■ Set problem ■
Return the listing below verbatim. Pictures do not belong in the copy.

Dataset rows on where objects appear
§ §

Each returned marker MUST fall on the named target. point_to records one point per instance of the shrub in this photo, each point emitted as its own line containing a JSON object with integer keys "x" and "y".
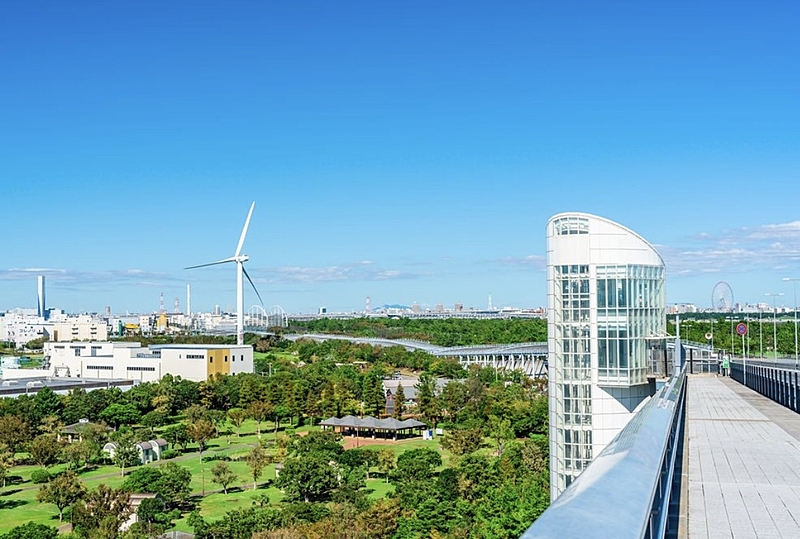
{"x": 169, "y": 454}
{"x": 40, "y": 475}
{"x": 219, "y": 456}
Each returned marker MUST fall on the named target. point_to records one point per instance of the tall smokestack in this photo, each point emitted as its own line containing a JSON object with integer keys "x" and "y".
{"x": 42, "y": 311}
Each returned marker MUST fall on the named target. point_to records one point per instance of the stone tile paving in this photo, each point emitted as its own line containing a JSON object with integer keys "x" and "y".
{"x": 743, "y": 463}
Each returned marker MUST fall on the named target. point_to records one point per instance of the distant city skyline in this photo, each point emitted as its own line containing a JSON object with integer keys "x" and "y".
{"x": 410, "y": 153}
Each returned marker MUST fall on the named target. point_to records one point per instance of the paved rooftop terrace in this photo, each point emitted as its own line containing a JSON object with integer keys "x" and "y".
{"x": 743, "y": 463}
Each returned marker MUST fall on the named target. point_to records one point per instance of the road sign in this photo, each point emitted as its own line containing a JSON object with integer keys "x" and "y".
{"x": 741, "y": 329}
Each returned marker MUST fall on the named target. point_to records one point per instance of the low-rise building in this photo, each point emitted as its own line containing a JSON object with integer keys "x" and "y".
{"x": 132, "y": 361}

§ §

■ Task response ■
Each returned marker MUST fall on the named target. point_to records one point per instance of the shrub in this photo, each point emitted as its own line containing a JSON object with integer keys "x" and "y".
{"x": 169, "y": 454}
{"x": 40, "y": 475}
{"x": 219, "y": 456}
Each returned marker MUST fall on the named target. point_to records one point per instance of the tall smokestack in this photo, each point emitted as its own line containing a JSON object with integer keys "x" and "y".
{"x": 42, "y": 311}
Each returned marker MUST fall on the named target. point_to records one point per instance of the stone tile paving in this photo, each point emitted as its own line containing a JSON object with integer keys "x" and "y".
{"x": 743, "y": 463}
Each returned marker MUST fall on the named target. point_to records one point per instance of the distant city skyline in this photo, each point emitted as its own line containing a JSON object with integer keys "x" and "y".
{"x": 410, "y": 153}
Each returned marker MUST fall on the named target. point_to records one point per instance of the paved rooftop terrace in this photo, each point emitted as its own line containing a JSON object with integer keys "x" and "y".
{"x": 743, "y": 463}
Each returned marker MUST fall on the named target. point_to records one point per instance of the road sign in this photo, each point emitted as its own line containing a JSON object with integer keys "x" and "y".
{"x": 741, "y": 329}
Each returned marker MUST fall on the named target. point_to records one point per instance of the low-rise building in this photo, each point emitted as its own line containing a JSON object with integer keys "x" and "y".
{"x": 132, "y": 361}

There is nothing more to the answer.